═════ Document extract
The real estate world is still thinking about the age-old question of investing in apartments vs investing in single family homes. There are so many different advantages and disadvantages to each property type.

Either type of property can be easier in terms of investment property financing. One property can give you easy ways to make money in one situation and not in the other. Therefore, investing in any one of these property types pretty much solely depends on your situation and which property works best for you. Mashvisor provides you with the following comparisons that might give you a better idea about which investment property to choose.

Investing in Apartments vs Investing in Single Family Homes: The Millennials Trend (Generation Y)

A first-time real estate investor might neglect to do proper research before going into an investment venture. The types of real estate a beginner chooses to invest in should be based on the current real estate market trends. One of the most noticeable trends in today’s real estate market is the movement of millennials into the adult world. Unlike previous generations, millennials are choosing to marry, start families, and buy real estate later in life. For the real estate market, this means a huge increase in potential renters.

Since Generation Y individuals are skipping building a family for a while, they are not in the market for single family homes. In fact, millennials are simply looking for affordable apartments. Given the increase in this demographic of renters, investing in multi family homes might be the better idea for the time being. A first-time real estate investor can definitely have a quick return on investment with an apartment investment property as the result of this trend.

Related: The Current Housing Market in the US: Pros and Cons for Investing in Real Estate

Investing in Apartments vs Investing in Single Family Homes: The Baby Boomer Trend (Generation X)

The shift of Generation X individuals from single family homes to multi family homes is changing the real estate market. The parents of millennials are choosing to be near other elderly people in their old age. Baby boomers in the millions are selling their single family dwellings and renting out apartments in multi family homes. This is another great reason to choose multi family rental properties over single family rentals. You will have a huge demographic of tenants to choose from thanks to this trend. So, if you aren’t up to renting out to young single people, rent your apartment to the elderly couple from down the street.

Investing in Apartments vs Investing in Single Family Homes: Tenant Pool

Single family rentals bring in different tenants than multi family homes. The people renting out a small apartment will definitely differ from those willing to pay more to rent out a big single family home.

Depending on the demographic in the area you are looking to invest in, it might be better to invest in an apartment. If, for example, you are living in an area where there are universities, it is a good idea to buy an apartment. Apartments attract university-aged kids whose parents will pay quite a bit to house them. On the other hand, if you are investing in an area where there are a lot of young families, it might be a better idea to invest in single family homes because that is what the renting demographic is looking for.

Investing in Apartments vs Investing in Single Family Homes: Appreciation Potential

Many real estate investors want to buy residential real estate for two reasons. The first being that residential real estate is a great way to make consistent rental income each month. This is a great way to get a return on investment quickly. Others are investing in real estate of this type to sell it at a higher price point in the future. The best investment property type if you are looking at resale value is a single family dwelling.

Investing in Apartments vs Investing in Single Family Homes: Affordability

Depending on whether you are buying one investment property or several, affordability can differ. If, for example, you are buying one apartment vs one single family property, the apartment will likely be much more affordable. If you are looking at investing in several apartment units or one single family home, then the single family is cheaper to buy. Affordability is important. Maybe you can only afford a loan for a small apartment and not a big house; this will definitely affect which property type you choose.
══════════
═════ Stored data
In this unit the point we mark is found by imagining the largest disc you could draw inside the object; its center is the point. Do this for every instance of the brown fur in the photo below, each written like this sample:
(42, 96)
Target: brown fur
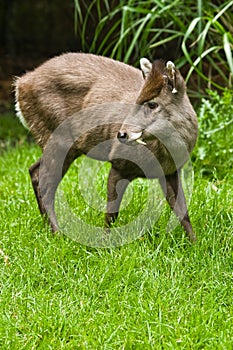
══════════
_Exercise requirements_
**A.** In the article on apartments versus single-family homes, rewrite the paragraph that begins "Depending on whether you are buying one investment property or several" as a short bulleted list that keeps its main facts.
**B.** From the article on apartments versus single-family homes, reproduce word for word the passage starting at "Single family rentals bring" and ending at "is looking for.".

_Solutions by task_
**A.**
- Affordability depends on whether you buy one investment property or several.
- One apartment is likely much more affordable than one single-family property.
- Several apartment units cost more to buy than one single-family home.
- What you can afford matters: if you can only get a loan for a small apartment and not a big house, that will affect which property type you choose.

**B.**
Single family rentals bring in different tenants than multi family homes. The people renting out a small apartment will definitely differ from those willing to pay more to rent out a big single family home.

Depending on the demographic in the area you are looking to invest in, it might be better to invest in an apartment. If, for example, you are living in an area where there are universities, it is a good idea to buy an apartment. Apartments attract university-aged kids whose parents will pay quite a bit to house them. On the other hand, if you are investing in an area where there are a lot of young families, it might be a better idea to invest in single family homes because that is what the renting demographic is looking for.